### Exercise details
Retype exactly the lines from the one containing "Target: clear blue sky" through the last line of the records below, including both, and leave out any pictures.

### Data excerpts
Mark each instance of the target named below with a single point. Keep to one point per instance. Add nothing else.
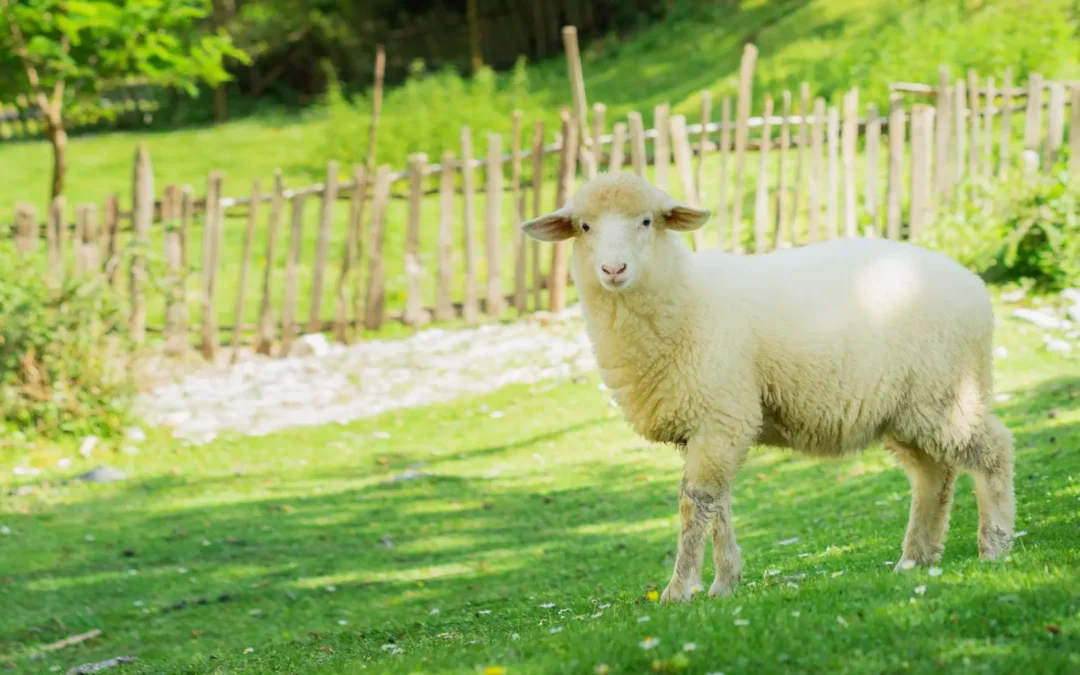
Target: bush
(62, 355)
(1029, 232)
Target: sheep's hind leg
(932, 484)
(704, 504)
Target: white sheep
(824, 349)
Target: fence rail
(821, 172)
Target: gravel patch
(260, 395)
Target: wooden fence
(812, 184)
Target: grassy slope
(554, 502)
(829, 43)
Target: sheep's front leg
(704, 508)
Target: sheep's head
(620, 221)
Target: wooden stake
(496, 300)
(322, 251)
(721, 192)
(761, 199)
(414, 270)
(849, 140)
(142, 218)
(266, 327)
(817, 170)
(210, 264)
(894, 189)
(444, 307)
(471, 308)
(376, 295)
(834, 173)
(636, 143)
(742, 138)
(517, 202)
(292, 275)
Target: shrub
(1029, 231)
(62, 354)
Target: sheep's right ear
(554, 227)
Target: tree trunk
(473, 15)
(57, 137)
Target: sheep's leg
(932, 483)
(993, 469)
(703, 507)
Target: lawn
(530, 542)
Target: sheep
(824, 349)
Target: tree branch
(19, 46)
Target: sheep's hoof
(678, 592)
(723, 588)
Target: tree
(64, 54)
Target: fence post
(266, 311)
(680, 144)
(142, 217)
(849, 142)
(661, 147)
(721, 192)
(618, 149)
(414, 270)
(556, 296)
(1033, 118)
(832, 190)
(322, 247)
(742, 138)
(212, 224)
(517, 202)
(783, 227)
(699, 172)
(55, 232)
(350, 257)
(1006, 143)
(26, 229)
(637, 158)
(873, 148)
(496, 301)
(1055, 126)
(761, 194)
(444, 307)
(817, 170)
(471, 308)
(288, 319)
(894, 189)
(245, 262)
(380, 198)
(537, 208)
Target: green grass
(556, 501)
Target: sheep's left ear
(683, 218)
(554, 227)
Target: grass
(298, 547)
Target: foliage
(1029, 231)
(299, 552)
(61, 365)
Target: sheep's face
(618, 221)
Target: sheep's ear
(683, 218)
(553, 227)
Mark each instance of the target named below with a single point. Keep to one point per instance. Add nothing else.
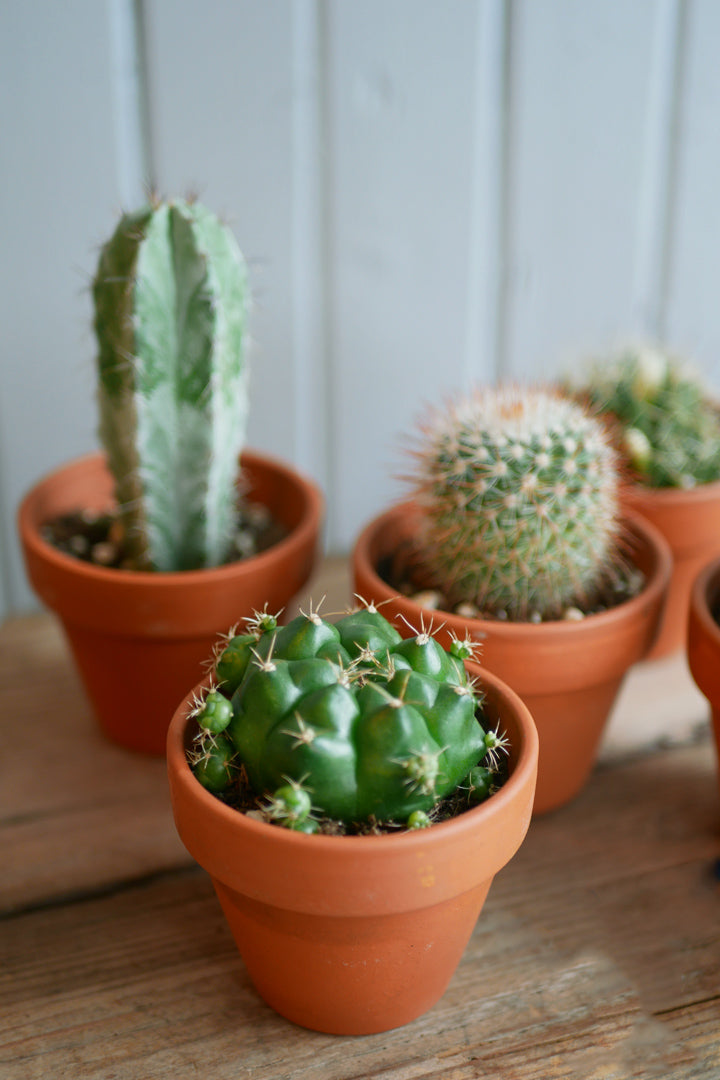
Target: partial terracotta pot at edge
(704, 640)
(139, 638)
(690, 522)
(567, 673)
(356, 934)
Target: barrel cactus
(518, 491)
(344, 720)
(668, 423)
(171, 305)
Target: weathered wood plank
(148, 982)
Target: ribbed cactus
(518, 491)
(669, 426)
(171, 302)
(347, 718)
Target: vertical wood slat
(580, 80)
(485, 336)
(401, 88)
(233, 98)
(692, 309)
(655, 190)
(59, 197)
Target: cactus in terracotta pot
(344, 720)
(171, 300)
(518, 490)
(668, 423)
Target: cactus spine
(669, 427)
(171, 304)
(519, 494)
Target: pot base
(351, 975)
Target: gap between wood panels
(485, 339)
(656, 193)
(130, 92)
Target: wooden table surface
(597, 954)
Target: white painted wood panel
(59, 199)
(401, 138)
(581, 82)
(693, 307)
(233, 116)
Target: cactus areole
(343, 720)
(519, 497)
(171, 304)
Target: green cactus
(345, 717)
(669, 427)
(171, 302)
(519, 499)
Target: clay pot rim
(633, 524)
(673, 496)
(283, 839)
(708, 577)
(167, 579)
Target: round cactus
(171, 305)
(669, 427)
(519, 498)
(348, 718)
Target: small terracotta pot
(690, 522)
(355, 934)
(704, 640)
(140, 638)
(567, 673)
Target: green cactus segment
(171, 304)
(371, 726)
(519, 498)
(669, 424)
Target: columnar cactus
(669, 426)
(519, 497)
(171, 302)
(344, 720)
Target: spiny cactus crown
(518, 491)
(669, 426)
(171, 305)
(347, 718)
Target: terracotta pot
(567, 673)
(355, 934)
(704, 640)
(690, 522)
(140, 638)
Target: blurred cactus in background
(519, 497)
(668, 424)
(171, 306)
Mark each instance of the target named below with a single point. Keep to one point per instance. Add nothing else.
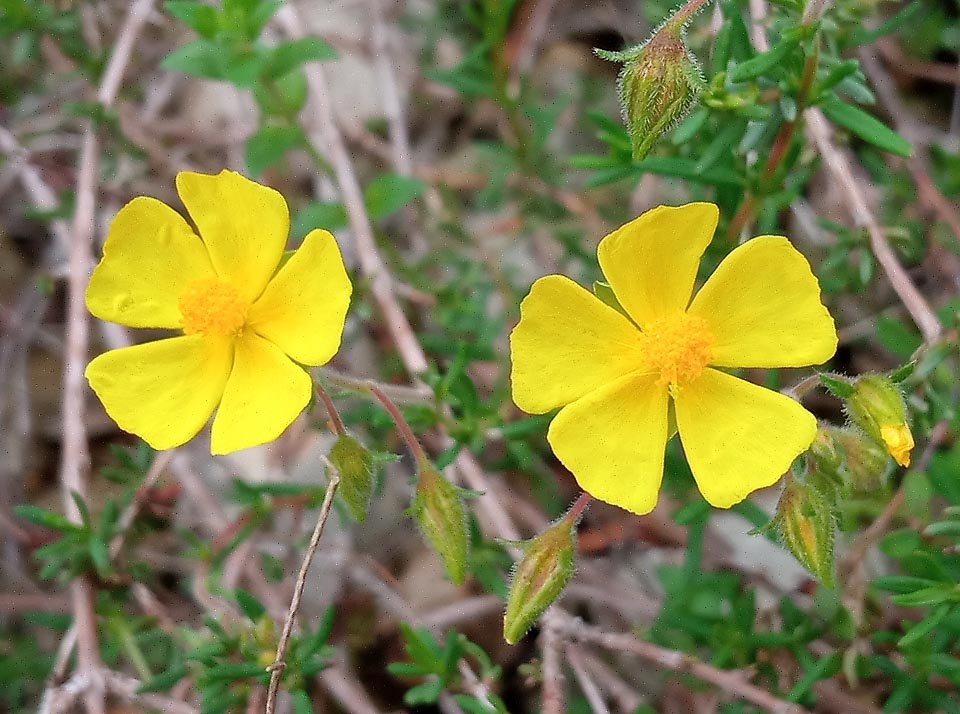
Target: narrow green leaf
(267, 146)
(200, 17)
(389, 193)
(926, 625)
(866, 126)
(294, 53)
(764, 62)
(201, 58)
(45, 518)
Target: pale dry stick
(528, 44)
(395, 603)
(400, 154)
(75, 464)
(75, 460)
(818, 131)
(372, 265)
(42, 197)
(758, 30)
(626, 697)
(730, 681)
(160, 462)
(276, 669)
(587, 684)
(347, 691)
(390, 92)
(553, 694)
(336, 679)
(467, 610)
(855, 556)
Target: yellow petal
(243, 224)
(763, 307)
(566, 344)
(264, 394)
(739, 437)
(149, 257)
(651, 263)
(164, 391)
(304, 306)
(613, 440)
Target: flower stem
(331, 410)
(276, 669)
(681, 16)
(406, 433)
(578, 506)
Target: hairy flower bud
(439, 512)
(659, 84)
(539, 577)
(804, 520)
(876, 406)
(866, 463)
(355, 464)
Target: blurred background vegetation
(485, 139)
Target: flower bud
(876, 406)
(826, 453)
(659, 84)
(539, 577)
(438, 510)
(867, 464)
(355, 464)
(805, 523)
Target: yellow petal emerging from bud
(876, 406)
(899, 442)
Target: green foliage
(438, 664)
(228, 49)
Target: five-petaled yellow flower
(249, 319)
(624, 382)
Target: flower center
(678, 347)
(212, 307)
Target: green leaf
(925, 626)
(301, 703)
(866, 126)
(201, 58)
(260, 12)
(426, 693)
(330, 216)
(292, 54)
(267, 146)
(200, 17)
(928, 596)
(389, 193)
(864, 35)
(249, 605)
(764, 62)
(45, 518)
(164, 681)
(235, 670)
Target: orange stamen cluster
(212, 307)
(679, 347)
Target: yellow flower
(623, 382)
(249, 319)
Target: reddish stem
(331, 411)
(406, 432)
(577, 508)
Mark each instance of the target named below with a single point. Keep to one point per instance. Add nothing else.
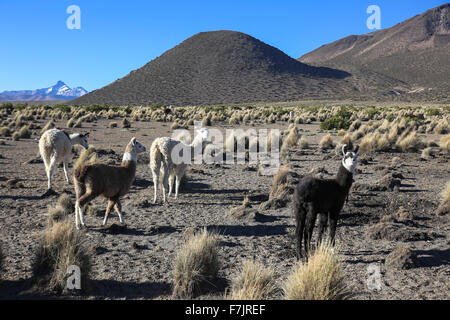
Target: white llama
(166, 157)
(55, 146)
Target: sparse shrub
(70, 123)
(88, 155)
(60, 246)
(441, 127)
(409, 143)
(426, 153)
(321, 278)
(326, 142)
(126, 123)
(196, 262)
(5, 132)
(303, 143)
(444, 143)
(254, 282)
(16, 136)
(335, 123)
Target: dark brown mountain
(416, 52)
(221, 67)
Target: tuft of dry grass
(303, 143)
(280, 187)
(196, 262)
(126, 123)
(60, 246)
(411, 142)
(326, 142)
(88, 155)
(254, 282)
(321, 278)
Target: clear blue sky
(119, 36)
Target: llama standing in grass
(55, 146)
(326, 197)
(109, 181)
(165, 158)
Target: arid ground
(136, 262)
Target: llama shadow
(142, 183)
(121, 229)
(433, 257)
(248, 231)
(132, 290)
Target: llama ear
(344, 149)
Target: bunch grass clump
(196, 262)
(326, 142)
(60, 246)
(321, 278)
(254, 282)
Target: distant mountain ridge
(415, 52)
(221, 67)
(59, 91)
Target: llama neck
(344, 177)
(129, 157)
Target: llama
(109, 181)
(162, 155)
(325, 197)
(55, 146)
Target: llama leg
(118, 209)
(155, 174)
(66, 171)
(333, 224)
(323, 220)
(299, 214)
(165, 180)
(171, 177)
(309, 227)
(77, 224)
(84, 199)
(108, 210)
(177, 185)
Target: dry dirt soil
(136, 262)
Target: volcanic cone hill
(415, 52)
(221, 67)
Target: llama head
(137, 146)
(350, 158)
(78, 138)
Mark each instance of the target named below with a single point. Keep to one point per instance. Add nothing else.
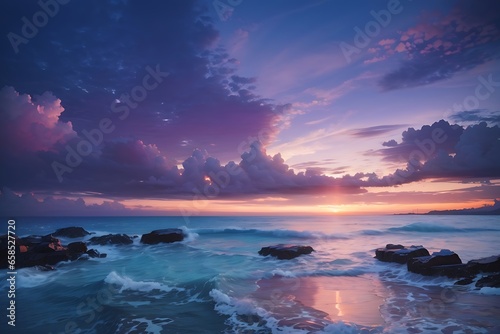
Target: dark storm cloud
(476, 116)
(93, 52)
(441, 45)
(429, 139)
(373, 131)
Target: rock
(167, 235)
(111, 239)
(492, 281)
(487, 264)
(451, 270)
(71, 232)
(78, 247)
(399, 253)
(47, 247)
(96, 253)
(423, 264)
(285, 252)
(31, 258)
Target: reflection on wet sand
(312, 302)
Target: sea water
(215, 282)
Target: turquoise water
(208, 282)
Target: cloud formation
(94, 54)
(475, 116)
(441, 45)
(28, 205)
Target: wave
(278, 233)
(126, 283)
(245, 314)
(432, 228)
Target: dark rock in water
(4, 249)
(42, 252)
(31, 258)
(399, 253)
(96, 253)
(285, 252)
(492, 281)
(167, 235)
(111, 239)
(488, 264)
(77, 247)
(451, 270)
(424, 264)
(71, 232)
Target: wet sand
(309, 299)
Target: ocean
(216, 282)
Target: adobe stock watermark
(30, 28)
(121, 107)
(225, 8)
(363, 38)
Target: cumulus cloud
(374, 131)
(31, 124)
(441, 45)
(475, 116)
(390, 143)
(429, 139)
(203, 94)
(475, 154)
(28, 205)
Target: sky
(185, 107)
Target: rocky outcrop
(111, 239)
(43, 252)
(285, 252)
(425, 265)
(77, 247)
(71, 232)
(163, 236)
(95, 253)
(399, 253)
(487, 265)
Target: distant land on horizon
(485, 210)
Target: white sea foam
(189, 234)
(152, 326)
(32, 277)
(279, 233)
(126, 283)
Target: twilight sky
(248, 107)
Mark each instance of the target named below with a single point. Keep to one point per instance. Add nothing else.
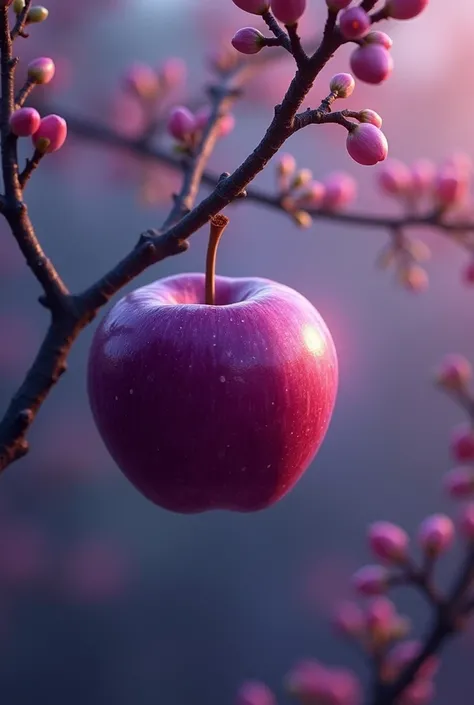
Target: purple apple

### Full output
Target: clear blue sky
(119, 36)
Target: llama standing in grass
(55, 146)
(326, 197)
(109, 181)
(165, 158)
Target: arid ground
(136, 262)
Target: llama shadow
(142, 183)
(121, 229)
(433, 257)
(248, 231)
(132, 290)
Target: llama ear
(344, 149)
Target: bunch grass clump
(196, 262)
(326, 142)
(60, 246)
(321, 278)
(254, 282)
Target: distant mountain ridge
(415, 52)
(221, 67)
(59, 91)
Target: llama neck
(344, 177)
(129, 157)
Target: llama
(109, 181)
(162, 155)
(325, 197)
(55, 146)
Target: llama leg
(118, 209)
(155, 174)
(66, 171)
(333, 224)
(323, 220)
(299, 214)
(165, 180)
(171, 177)
(309, 227)
(77, 224)
(84, 199)
(108, 210)
(177, 185)
Target: dry dirt soil
(136, 262)
Target: volcanic cone hill
(415, 52)
(221, 67)
Target: llama head
(137, 146)
(350, 158)
(78, 138)
Mark each instance of the target named below with a single point. Keep to one point per instance. Add nothing else.
Target: dark storm cloud
(476, 116)
(93, 52)
(441, 45)
(429, 139)
(373, 131)
Target: rock
(167, 235)
(111, 239)
(492, 281)
(487, 264)
(451, 270)
(71, 232)
(78, 247)
(399, 253)
(47, 247)
(96, 253)
(423, 264)
(285, 252)
(31, 258)
Target: reflection on wet sand
(312, 302)
Target: sea water
(215, 282)
Target: turquoise water
(208, 282)
Target: cloud formation
(94, 54)
(475, 116)
(441, 45)
(28, 205)
Target: wave
(278, 233)
(126, 283)
(245, 314)
(432, 228)
Target: dark rock in water
(4, 249)
(42, 252)
(31, 258)
(399, 253)
(96, 253)
(285, 252)
(492, 281)
(167, 235)
(111, 239)
(488, 264)
(77, 247)
(451, 270)
(424, 264)
(71, 232)
Target: wet sand
(309, 299)
Target: ocean
(216, 282)
Target: adobe stock watermark
(30, 28)
(121, 107)
(225, 8)
(363, 38)
Target: cumulus cloud
(374, 131)
(31, 124)
(441, 45)
(475, 116)
(390, 143)
(429, 139)
(203, 94)
(475, 154)
(28, 205)
Target: sky
(185, 107)
Target: rocky outcrop
(111, 239)
(43, 252)
(285, 252)
(425, 265)
(77, 247)
(71, 232)
(163, 236)
(95, 253)
(399, 253)
(487, 265)
Target: distant land on horizon
(485, 210)
Target: white sea foam
(189, 234)
(152, 326)
(32, 277)
(279, 233)
(126, 283)
Target: twilight sky
(248, 107)
Mark each instance of the target named below with a single point. Keep to one point per instance. Add nothing else.
Target: purple apple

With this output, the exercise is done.